** GIVEN INFORMATION **
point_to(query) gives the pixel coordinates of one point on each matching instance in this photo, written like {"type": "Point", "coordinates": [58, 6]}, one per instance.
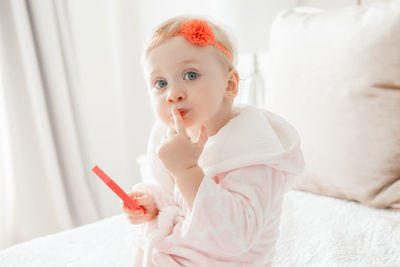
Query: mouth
{"type": "Point", "coordinates": [183, 112]}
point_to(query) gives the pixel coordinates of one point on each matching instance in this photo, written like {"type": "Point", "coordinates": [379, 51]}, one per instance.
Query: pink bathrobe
{"type": "Point", "coordinates": [249, 165]}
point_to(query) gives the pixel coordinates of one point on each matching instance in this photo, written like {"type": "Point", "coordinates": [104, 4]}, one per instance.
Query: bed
{"type": "Point", "coordinates": [315, 230]}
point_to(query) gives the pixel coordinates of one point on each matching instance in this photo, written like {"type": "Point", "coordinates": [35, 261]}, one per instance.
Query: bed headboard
{"type": "Point", "coordinates": [329, 4]}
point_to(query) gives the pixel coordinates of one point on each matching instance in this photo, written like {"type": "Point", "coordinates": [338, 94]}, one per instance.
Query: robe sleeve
{"type": "Point", "coordinates": [155, 179]}
{"type": "Point", "coordinates": [229, 212]}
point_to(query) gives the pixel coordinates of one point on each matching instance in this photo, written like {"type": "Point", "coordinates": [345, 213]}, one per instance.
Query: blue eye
{"type": "Point", "coordinates": [160, 84]}
{"type": "Point", "coordinates": [191, 75]}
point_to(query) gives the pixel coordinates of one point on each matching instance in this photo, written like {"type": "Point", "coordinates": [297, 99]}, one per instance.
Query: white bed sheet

** WHAT IS NEEDED **
Please count the lines of the data above that contain the string "instance" and give only that number.

** EXERCISE OUTPUT **
7